● **Excerpt**:
[Begin]
Let's start by assigning the class indices.  We happen to know that these are the classes in this data set:

In [None]:
classes = [
    "ambulance",
    "army vehicle",
    "auto rickshaw",
    "bicycle",
    "bus",
    "car",
    "garbagevan",
    "human hauler",
    "minibus",
    "minivan",
    "motorbike",
    "pickup",
    "policecar",
    "rickshaw",
    "scooter",
    "suv",
    "taxi",
    "three wheelers (CNG)",
    "truck",
    "van",
    "wheelbarrow",
]

<div class="alert alert-info" role="alert">
A puzzle for you to consider: If we didn't know that these were the classes in this data set, how would you have found this list?
</div>

**Task 3.4.2:** Generate a dictionary that maps the classes names to their indices.

In [None]:
class_mapping = ...

print(class_mapping)

Let's work out the bounding box transformation "by hand" first.  We'll use the object we saw above as an example.

In [None]:
width = 1200
height = 800
xmin = 833
ymin = 390
xmax = 1087
ymax = 800

**Task 3.4.3:** Compute the center of the bounding box.  We take it to be halfway between the min and max values.  We also need to divide by the width or height as appropriate, to measure it in a fraction of the image size.

In [None]:
x_center = ...
y_center = ...

print(f"Bounding box center: ({x_center}, {y_center})")

<div class="alert alert-info" role="alert">
Sanity check: Consider the $y$ coordinates.  Does this value for center make sense?
</div>

**Task 3.4.4:** Compute the width and height of the bounding box.  Again, measure it as a fraction of the width or height of the whole image.

In [None]:
bb_width = ...
bb_height = ...

print(f"Bounding box size: {bb_width:0.3f} ⨯ {bb_height:0.3f}")

<div class="alert alert-info" role="alert">
Sanity check: Consider the height.  Does this value make sense?
</div>

**Task 3.4.5:** Encapsulate this code in a function.

In [None]:
def xml_to_yolo_bbox(bbox, width, height):
    """Convert the XML bounding box coordinates into YOLO format.

    Input:  bbox    The bounding box, defined as [xmin, ymin, xmax, ymax],
                    measured in pixels.
            width   The image width in pixels.
            height  The image height in pixels.

    Output: [x_center, y_center, bb_width, bb_height], where the bounding
            box is centered at (x_center, y_center) and is of size
            bb_width x bb_height.  All values are measured as a fraction
            of the image size."""

    xmin, ymin, xmax, ymax = bbox
    ...

    return [x_center, y_center, bb_width, bb_height]


xml_to_yolo_bbox([xmin, ymin, xmax, ymax], width, height)

**Task 3.4.6:** Write a function to parse all of the objects in an XML file.  Much of the code comes from a previous lesson.  We need to add code to look up the class index from the class name.

In [None]:
def parse_annotations(f):
    """Parse all of the objects in a given XML file to YOLO format.

    Input:  f      The path of the file to parse.

    Output: A list of objects in YOLO format.
            Each object is a list [index, x_center, y_center, width, height]."""

    objects = []

    tree = ET.parse(f)
    root = tree.getroot()
    width = int(root.find("size").find("width").text)
    height = int(root.find("size").find("height").text)
[End]
● **Data records**:
[Begin]
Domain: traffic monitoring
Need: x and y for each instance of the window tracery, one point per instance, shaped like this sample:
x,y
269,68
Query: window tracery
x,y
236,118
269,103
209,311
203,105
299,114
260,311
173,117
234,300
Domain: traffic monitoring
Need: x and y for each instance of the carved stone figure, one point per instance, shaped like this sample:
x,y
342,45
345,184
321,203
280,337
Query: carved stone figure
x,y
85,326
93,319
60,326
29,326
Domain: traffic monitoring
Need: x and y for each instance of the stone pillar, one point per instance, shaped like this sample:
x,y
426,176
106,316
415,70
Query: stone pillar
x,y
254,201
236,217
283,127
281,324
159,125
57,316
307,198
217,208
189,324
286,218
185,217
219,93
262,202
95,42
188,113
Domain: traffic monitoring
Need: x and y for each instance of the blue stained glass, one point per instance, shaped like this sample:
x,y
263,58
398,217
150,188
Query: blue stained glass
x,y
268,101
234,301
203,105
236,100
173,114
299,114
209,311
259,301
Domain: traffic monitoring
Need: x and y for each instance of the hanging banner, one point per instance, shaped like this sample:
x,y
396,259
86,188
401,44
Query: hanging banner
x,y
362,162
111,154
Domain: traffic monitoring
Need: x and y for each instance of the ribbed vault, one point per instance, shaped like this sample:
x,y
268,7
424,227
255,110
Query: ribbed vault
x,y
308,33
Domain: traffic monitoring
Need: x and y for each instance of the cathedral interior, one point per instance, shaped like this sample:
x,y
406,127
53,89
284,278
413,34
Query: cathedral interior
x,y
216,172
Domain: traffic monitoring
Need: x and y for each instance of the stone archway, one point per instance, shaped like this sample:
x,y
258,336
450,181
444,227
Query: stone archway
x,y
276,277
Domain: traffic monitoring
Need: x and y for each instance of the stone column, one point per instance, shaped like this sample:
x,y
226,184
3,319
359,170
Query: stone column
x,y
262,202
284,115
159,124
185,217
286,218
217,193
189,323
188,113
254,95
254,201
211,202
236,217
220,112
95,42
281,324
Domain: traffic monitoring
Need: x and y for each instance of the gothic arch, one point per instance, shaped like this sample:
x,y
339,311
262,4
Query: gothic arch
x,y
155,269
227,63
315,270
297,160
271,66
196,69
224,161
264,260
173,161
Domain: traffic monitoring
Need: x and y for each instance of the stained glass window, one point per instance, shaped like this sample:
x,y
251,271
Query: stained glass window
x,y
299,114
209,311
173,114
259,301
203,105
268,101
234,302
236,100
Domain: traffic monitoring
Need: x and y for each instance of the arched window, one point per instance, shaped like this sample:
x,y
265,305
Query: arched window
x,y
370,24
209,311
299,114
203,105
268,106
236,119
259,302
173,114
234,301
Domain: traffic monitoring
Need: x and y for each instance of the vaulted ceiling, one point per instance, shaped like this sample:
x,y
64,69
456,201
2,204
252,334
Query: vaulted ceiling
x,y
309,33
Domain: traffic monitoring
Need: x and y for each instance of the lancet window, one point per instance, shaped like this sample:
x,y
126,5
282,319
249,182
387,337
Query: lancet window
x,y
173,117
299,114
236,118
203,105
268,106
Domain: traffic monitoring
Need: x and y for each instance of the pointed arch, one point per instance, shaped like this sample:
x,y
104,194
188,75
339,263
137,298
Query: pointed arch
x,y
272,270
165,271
[End]
● **Exercise objective**:
Please say, from the bounding-box excerpt above, what list each object becomes in the output of parse_annotations.

● **Result of the task**:
Each object is a list [index, x_center, y_center, width, height].